Written request: Rewrite the entries below, changing "overcast" to "cloudy" and keeping everything else the same.

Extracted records
---+---
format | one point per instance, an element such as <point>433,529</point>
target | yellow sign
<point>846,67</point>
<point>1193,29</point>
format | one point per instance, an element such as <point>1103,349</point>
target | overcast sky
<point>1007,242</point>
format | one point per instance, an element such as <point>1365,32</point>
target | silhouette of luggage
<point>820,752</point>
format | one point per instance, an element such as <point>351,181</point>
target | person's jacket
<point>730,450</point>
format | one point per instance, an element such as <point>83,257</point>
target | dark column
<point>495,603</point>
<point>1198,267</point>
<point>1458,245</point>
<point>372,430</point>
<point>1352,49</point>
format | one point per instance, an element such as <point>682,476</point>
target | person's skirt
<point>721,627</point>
---+---
Response for this exercise:
format | one point per instance, an element such as <point>433,529</point>
target | yellow sign
<point>846,67</point>
<point>1193,29</point>
format | one point per instance, an element such as <point>1103,349</point>
target | cloudy sky
<point>1007,242</point>
format | one point per instance, an element such as <point>1365,32</point>
target | silhouette of luggage
<point>820,752</point>
format | one point per instance, an element such as <point>351,181</point>
target | person's jacket
<point>730,450</point>
format | one point per instance, an element such as <point>83,257</point>
target | dark column
<point>495,603</point>
<point>1198,267</point>
<point>1458,245</point>
<point>372,430</point>
<point>1352,49</point>
format | one point per instance, an element such as <point>682,476</point>
target | person's skirt
<point>721,627</point>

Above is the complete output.